Saved entries:
☆ ☆ ☆ ☆

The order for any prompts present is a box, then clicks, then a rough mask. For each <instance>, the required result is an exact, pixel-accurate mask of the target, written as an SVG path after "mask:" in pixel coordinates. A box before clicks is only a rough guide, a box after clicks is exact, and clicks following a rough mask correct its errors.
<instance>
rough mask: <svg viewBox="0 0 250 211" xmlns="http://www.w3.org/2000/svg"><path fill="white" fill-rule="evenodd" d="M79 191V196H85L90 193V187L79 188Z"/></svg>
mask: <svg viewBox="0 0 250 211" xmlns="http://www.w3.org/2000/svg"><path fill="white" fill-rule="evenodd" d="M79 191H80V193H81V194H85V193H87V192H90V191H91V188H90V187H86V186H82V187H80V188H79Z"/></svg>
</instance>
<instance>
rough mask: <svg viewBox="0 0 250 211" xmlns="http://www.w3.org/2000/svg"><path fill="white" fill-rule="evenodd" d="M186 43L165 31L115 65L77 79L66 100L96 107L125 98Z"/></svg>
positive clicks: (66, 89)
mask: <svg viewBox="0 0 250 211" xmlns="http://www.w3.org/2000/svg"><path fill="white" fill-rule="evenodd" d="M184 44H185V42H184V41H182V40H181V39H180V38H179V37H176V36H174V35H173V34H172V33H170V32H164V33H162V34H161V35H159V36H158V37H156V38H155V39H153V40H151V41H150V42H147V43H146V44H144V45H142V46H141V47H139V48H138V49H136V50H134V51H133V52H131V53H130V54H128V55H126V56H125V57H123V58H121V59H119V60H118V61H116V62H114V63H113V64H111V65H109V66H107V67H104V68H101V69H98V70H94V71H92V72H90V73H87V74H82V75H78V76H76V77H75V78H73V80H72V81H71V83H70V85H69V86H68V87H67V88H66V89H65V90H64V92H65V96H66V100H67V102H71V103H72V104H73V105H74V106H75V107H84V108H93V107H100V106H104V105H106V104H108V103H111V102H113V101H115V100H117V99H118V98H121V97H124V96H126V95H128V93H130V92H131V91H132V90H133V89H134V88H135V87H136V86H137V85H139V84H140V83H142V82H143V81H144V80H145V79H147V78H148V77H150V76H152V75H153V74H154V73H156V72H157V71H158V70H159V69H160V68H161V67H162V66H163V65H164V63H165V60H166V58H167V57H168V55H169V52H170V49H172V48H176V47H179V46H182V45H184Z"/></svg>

☆ ☆ ☆ ☆

=== How to complete this task ===
Would you copy out every line in the records that includes the string "instance"?

=== Answer ===
The order for any prompts present is a box, then clicks, then a rough mask. For each <instance>, the required result is an exact, pixel-accurate mask of the target, written as an SVG path after "mask:" in pixel coordinates. A box before clicks is only a rough guide, a box after clicks is exact, and clicks following a rough mask correct its errors.
<instance>
</instance>
<instance>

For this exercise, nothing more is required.